Entries from a dataset:
++++++++++
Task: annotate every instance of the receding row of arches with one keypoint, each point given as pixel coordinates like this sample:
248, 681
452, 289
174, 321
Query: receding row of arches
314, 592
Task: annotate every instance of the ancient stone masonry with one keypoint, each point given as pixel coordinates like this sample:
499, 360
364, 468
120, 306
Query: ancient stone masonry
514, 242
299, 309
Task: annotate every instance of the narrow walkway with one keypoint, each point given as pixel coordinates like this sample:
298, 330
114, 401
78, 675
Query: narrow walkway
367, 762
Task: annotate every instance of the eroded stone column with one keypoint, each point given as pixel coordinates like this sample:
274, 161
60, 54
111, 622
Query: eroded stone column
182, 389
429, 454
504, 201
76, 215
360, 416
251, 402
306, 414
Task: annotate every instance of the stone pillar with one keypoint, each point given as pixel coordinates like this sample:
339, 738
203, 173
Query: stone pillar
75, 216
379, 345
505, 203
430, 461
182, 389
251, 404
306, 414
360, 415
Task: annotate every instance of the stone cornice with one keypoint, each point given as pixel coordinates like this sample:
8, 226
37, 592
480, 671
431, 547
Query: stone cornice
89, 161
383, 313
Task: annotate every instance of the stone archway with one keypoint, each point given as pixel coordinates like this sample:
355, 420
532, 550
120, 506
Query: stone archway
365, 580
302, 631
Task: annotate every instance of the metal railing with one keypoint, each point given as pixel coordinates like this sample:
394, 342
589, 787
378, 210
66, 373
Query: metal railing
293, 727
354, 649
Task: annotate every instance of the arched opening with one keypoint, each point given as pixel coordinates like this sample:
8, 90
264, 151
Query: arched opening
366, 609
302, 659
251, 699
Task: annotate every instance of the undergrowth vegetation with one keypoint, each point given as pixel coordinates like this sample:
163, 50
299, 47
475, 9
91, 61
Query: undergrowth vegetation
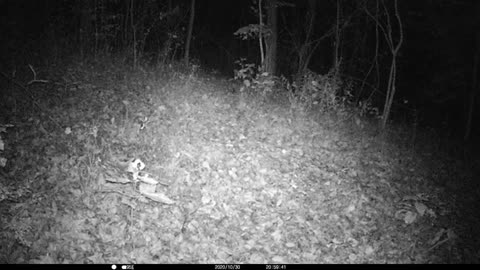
267, 170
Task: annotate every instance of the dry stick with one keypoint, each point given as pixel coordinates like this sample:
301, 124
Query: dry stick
30, 94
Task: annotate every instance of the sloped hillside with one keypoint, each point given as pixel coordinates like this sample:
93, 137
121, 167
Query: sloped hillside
104, 164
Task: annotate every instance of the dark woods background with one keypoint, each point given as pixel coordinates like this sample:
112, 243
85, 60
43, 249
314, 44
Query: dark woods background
436, 65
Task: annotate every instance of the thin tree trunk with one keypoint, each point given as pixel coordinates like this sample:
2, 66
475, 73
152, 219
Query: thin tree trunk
189, 33
271, 44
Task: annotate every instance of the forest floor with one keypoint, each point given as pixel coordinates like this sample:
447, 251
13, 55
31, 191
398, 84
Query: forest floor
++++++++++
Working from the line that contains "Task: annotate every instance of the arched" to the last line of the listing, please quote each line exactly, pictures excluded.

**Response to this task**
Task: annotate every instance of the arched opening with one keypoint, each point given as pixel coordinates like this sample:
8, 90
264, 151
Query: arched opening
366, 609
302, 659
251, 699
Task: annotate every instance of the undergrowth vegetation with one keypoint, each point given as pixel coordinates like this sample:
163, 50
299, 47
475, 9
91, 61
Query: undergrowth vegetation
267, 170
Task: annotate every instance of the dry stick with one keypoint, each point given as pixel coordinates like this sample:
301, 124
Query: dry stick
30, 94
Task: annotate every instance of the sloped hillside with one keypoint, each point given as pixel coordinates like this sample:
93, 137
121, 167
Query: sloped hillside
104, 164
Task: annotate every instance of the dark woods background with one keypoint, each point given as pixel coordinates like this sample:
112, 243
85, 60
43, 249
314, 44
Query: dark woods background
436, 65
Task: annotate every instance of the thin tree trunk with one keypoint, each point given as pixel coordinates like this sample:
2, 66
475, 73
152, 219
Query: thin tree trunk
189, 33
271, 44
Task: annotate every instance of the forest floor with one keypoint, each point given as pixel coordinates like this sample:
447, 251
13, 55
31, 191
398, 84
Query: forest floor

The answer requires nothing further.